Write out the data below as a numbered list. Start at the line containing "the man's fingers", run through the last line of the data, and leave out blank lines.

— start Supplied entries —

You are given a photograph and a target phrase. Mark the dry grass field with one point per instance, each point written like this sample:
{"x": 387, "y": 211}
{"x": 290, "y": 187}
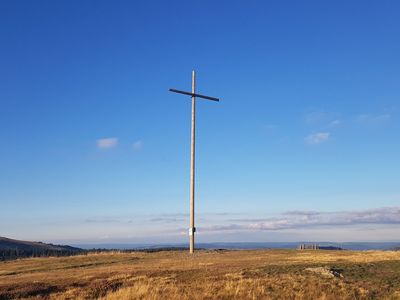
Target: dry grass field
{"x": 256, "y": 274}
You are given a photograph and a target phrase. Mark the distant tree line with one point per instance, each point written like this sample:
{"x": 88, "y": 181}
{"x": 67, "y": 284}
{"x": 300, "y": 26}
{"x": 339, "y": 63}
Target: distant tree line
{"x": 9, "y": 254}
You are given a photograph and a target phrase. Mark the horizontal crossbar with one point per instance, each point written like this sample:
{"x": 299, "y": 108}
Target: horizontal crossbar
{"x": 194, "y": 95}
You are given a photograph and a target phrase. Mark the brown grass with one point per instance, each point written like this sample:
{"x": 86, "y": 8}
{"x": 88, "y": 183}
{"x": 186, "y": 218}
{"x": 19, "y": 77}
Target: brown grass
{"x": 261, "y": 274}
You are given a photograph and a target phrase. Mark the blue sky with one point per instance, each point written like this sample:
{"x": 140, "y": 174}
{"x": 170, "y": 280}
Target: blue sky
{"x": 94, "y": 148}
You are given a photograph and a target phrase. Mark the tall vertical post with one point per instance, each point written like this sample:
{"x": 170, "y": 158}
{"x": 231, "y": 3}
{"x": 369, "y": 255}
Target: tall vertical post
{"x": 192, "y": 229}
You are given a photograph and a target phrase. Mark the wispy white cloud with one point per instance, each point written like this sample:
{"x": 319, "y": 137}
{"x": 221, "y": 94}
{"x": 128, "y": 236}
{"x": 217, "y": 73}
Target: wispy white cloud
{"x": 107, "y": 143}
{"x": 301, "y": 219}
{"x": 317, "y": 138}
{"x": 138, "y": 145}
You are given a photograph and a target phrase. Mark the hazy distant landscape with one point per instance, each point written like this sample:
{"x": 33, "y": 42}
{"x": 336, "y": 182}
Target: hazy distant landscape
{"x": 208, "y": 274}
{"x": 199, "y": 150}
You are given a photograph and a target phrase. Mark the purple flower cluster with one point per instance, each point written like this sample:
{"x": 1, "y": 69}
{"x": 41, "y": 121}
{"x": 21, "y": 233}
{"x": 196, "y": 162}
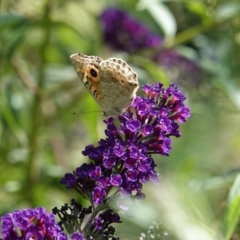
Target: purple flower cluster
{"x": 123, "y": 33}
{"x": 31, "y": 224}
{"x": 126, "y": 34}
{"x": 123, "y": 160}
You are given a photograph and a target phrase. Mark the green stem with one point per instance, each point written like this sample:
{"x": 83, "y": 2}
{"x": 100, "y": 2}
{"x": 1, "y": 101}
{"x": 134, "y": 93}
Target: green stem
{"x": 32, "y": 169}
{"x": 93, "y": 215}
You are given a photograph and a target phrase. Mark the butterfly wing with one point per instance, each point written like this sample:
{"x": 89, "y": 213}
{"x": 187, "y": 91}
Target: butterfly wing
{"x": 87, "y": 69}
{"x": 118, "y": 85}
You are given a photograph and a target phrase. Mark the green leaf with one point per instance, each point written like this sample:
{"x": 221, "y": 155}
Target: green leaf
{"x": 162, "y": 15}
{"x": 233, "y": 209}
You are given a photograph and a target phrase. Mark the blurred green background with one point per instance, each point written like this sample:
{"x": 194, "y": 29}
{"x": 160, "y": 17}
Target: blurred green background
{"x": 41, "y": 139}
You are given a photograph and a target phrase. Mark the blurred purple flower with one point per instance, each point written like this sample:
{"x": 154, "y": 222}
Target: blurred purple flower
{"x": 124, "y": 33}
{"x": 31, "y": 224}
{"x": 123, "y": 160}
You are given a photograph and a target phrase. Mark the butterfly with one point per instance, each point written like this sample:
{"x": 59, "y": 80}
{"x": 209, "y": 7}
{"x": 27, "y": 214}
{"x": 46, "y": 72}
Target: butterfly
{"x": 112, "y": 83}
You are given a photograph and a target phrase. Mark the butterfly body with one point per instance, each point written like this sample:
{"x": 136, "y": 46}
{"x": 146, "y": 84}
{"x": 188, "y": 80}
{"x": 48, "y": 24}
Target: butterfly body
{"x": 112, "y": 83}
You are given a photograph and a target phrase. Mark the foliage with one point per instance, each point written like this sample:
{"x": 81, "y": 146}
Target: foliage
{"x": 41, "y": 139}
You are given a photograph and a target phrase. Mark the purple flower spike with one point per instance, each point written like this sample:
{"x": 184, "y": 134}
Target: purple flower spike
{"x": 116, "y": 180}
{"x": 30, "y": 224}
{"x": 77, "y": 236}
{"x": 123, "y": 160}
{"x": 98, "y": 195}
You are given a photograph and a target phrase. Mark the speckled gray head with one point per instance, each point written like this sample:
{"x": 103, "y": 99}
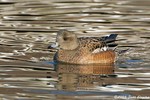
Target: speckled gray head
{"x": 67, "y": 40}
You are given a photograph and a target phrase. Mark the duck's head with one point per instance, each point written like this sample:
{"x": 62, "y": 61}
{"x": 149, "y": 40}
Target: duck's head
{"x": 67, "y": 40}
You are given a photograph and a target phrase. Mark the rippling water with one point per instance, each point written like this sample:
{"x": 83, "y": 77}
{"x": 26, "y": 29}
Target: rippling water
{"x": 27, "y": 27}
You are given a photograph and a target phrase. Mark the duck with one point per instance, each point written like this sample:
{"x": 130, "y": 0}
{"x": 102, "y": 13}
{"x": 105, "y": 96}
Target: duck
{"x": 84, "y": 50}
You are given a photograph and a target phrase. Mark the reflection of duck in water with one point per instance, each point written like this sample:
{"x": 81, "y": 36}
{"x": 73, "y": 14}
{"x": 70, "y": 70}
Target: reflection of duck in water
{"x": 85, "y": 50}
{"x": 74, "y": 77}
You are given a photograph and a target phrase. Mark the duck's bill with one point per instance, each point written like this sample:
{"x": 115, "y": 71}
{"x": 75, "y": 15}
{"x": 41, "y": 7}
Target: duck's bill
{"x": 54, "y": 46}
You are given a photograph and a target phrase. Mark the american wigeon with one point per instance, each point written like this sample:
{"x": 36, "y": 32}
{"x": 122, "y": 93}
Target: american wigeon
{"x": 85, "y": 50}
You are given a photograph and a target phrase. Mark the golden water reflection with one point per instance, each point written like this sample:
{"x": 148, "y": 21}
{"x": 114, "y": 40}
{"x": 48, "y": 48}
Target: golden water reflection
{"x": 74, "y": 77}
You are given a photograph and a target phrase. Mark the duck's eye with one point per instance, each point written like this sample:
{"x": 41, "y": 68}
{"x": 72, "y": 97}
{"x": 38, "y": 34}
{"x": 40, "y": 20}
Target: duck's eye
{"x": 65, "y": 38}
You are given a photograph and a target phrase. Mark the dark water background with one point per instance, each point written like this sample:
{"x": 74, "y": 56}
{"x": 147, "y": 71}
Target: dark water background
{"x": 28, "y": 27}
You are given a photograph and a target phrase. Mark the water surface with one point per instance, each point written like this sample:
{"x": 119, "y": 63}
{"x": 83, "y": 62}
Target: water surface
{"x": 28, "y": 27}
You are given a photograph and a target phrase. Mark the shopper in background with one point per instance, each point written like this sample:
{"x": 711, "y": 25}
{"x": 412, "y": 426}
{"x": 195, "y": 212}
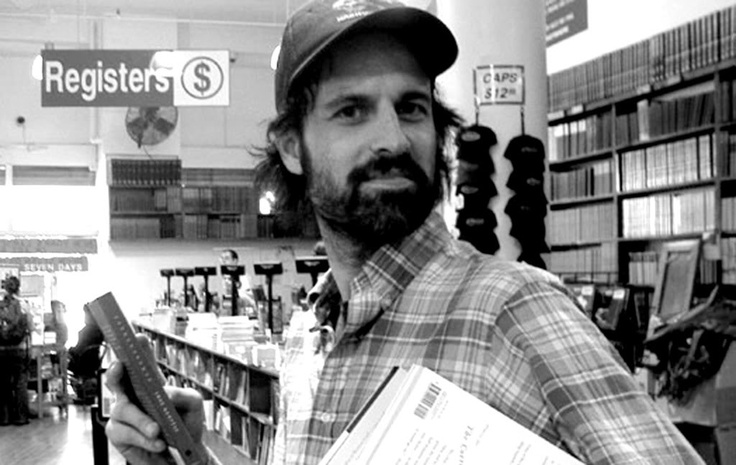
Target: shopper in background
{"x": 14, "y": 355}
{"x": 360, "y": 133}
{"x": 246, "y": 302}
{"x": 85, "y": 360}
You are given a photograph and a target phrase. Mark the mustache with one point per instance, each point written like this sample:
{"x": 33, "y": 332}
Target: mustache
{"x": 402, "y": 164}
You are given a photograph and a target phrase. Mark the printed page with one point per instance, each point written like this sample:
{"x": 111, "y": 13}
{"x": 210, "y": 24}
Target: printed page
{"x": 430, "y": 420}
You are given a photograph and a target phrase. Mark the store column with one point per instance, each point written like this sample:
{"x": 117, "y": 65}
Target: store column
{"x": 498, "y": 32}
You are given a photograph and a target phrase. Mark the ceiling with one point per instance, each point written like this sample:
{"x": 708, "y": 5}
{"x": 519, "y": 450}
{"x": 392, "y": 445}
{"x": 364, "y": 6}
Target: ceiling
{"x": 272, "y": 12}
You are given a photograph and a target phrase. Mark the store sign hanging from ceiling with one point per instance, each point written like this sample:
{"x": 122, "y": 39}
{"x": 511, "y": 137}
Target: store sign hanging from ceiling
{"x": 27, "y": 264}
{"x": 564, "y": 19}
{"x": 125, "y": 78}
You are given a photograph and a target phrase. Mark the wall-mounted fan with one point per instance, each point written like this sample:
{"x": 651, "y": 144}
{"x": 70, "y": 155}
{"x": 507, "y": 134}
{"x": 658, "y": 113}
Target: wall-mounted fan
{"x": 150, "y": 125}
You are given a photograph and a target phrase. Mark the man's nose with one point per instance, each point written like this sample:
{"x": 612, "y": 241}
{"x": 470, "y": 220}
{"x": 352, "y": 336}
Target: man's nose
{"x": 389, "y": 134}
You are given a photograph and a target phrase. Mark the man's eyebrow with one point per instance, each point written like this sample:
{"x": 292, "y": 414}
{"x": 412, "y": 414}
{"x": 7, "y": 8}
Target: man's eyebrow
{"x": 417, "y": 95}
{"x": 343, "y": 99}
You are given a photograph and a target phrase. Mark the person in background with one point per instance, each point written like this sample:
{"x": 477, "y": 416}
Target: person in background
{"x": 14, "y": 359}
{"x": 246, "y": 302}
{"x": 360, "y": 134}
{"x": 85, "y": 360}
{"x": 56, "y": 322}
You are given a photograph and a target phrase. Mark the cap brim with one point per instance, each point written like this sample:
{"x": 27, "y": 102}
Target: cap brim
{"x": 432, "y": 42}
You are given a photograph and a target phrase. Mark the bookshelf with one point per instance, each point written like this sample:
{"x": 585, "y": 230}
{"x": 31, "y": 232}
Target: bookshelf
{"x": 240, "y": 400}
{"x": 642, "y": 153}
{"x": 158, "y": 199}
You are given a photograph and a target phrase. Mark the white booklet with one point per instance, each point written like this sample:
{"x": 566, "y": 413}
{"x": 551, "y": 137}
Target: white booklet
{"x": 418, "y": 417}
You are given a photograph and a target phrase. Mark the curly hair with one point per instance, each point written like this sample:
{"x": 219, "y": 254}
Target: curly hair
{"x": 12, "y": 285}
{"x": 290, "y": 189}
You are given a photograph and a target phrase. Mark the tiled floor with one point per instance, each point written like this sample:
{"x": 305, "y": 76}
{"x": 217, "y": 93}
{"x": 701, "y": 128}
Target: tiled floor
{"x": 56, "y": 439}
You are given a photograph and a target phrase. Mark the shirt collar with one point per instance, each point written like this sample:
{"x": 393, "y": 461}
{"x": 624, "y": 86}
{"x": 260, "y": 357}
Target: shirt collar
{"x": 387, "y": 273}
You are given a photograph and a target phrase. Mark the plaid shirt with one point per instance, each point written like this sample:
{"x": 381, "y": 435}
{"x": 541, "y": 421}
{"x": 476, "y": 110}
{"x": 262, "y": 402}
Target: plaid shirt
{"x": 508, "y": 333}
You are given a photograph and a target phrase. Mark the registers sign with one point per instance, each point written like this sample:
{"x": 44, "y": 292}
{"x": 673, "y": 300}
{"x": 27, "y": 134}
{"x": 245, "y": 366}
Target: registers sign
{"x": 123, "y": 78}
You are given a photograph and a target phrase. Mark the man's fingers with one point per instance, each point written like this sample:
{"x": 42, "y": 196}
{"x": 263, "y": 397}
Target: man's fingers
{"x": 126, "y": 437}
{"x": 124, "y": 412}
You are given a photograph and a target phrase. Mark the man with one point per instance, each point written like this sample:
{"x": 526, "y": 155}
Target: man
{"x": 360, "y": 133}
{"x": 246, "y": 303}
{"x": 14, "y": 340}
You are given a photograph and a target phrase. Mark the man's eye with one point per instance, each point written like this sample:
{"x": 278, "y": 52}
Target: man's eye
{"x": 350, "y": 112}
{"x": 412, "y": 110}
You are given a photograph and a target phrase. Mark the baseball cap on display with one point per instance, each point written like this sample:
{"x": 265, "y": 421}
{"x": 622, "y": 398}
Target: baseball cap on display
{"x": 315, "y": 27}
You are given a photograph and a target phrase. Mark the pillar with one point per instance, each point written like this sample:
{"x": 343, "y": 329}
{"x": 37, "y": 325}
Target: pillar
{"x": 498, "y": 32}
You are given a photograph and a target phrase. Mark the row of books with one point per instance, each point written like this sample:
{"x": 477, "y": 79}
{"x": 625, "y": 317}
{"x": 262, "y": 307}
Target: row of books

— end Supplied entries —

- Solution
1. You are given a photograph and a target phrase. Mark the man's fingers with one point per instance, each point written like this sample:
2. {"x": 42, "y": 196}
3. {"x": 263, "y": 397}
4. Target: man's fingers
5. {"x": 126, "y": 437}
6. {"x": 124, "y": 412}
7. You are given a photograph and a target phrase. Mark the man with one point per instance, each point written like this sample:
8. {"x": 526, "y": 155}
9. Target: man
10. {"x": 360, "y": 133}
11. {"x": 246, "y": 303}
12. {"x": 14, "y": 340}
13. You are given a photograph and a target phrase. Mark the man's eye with one point per instance, each point written like this sample:
14. {"x": 278, "y": 52}
15. Target: man's eye
16. {"x": 350, "y": 112}
17. {"x": 412, "y": 110}
18. You are given a photograph and a target phrase. Mark the baseball cap on display with one point per instance, each point written like this sample:
19. {"x": 265, "y": 421}
20. {"x": 622, "y": 398}
21. Target: baseball cap on display
22. {"x": 315, "y": 27}
23. You are given a photograph and a target phrase. Mark the pillar with one point per instance, each point written like this sample:
24. {"x": 343, "y": 329}
25. {"x": 37, "y": 325}
26. Target: pillar
27. {"x": 498, "y": 32}
28. You are given a photograph and a target phrase. Mark the row of books with one point per instance, each point written like this sample:
29. {"x": 477, "y": 79}
30. {"x": 625, "y": 317}
31. {"x": 262, "y": 307}
32. Target: row of books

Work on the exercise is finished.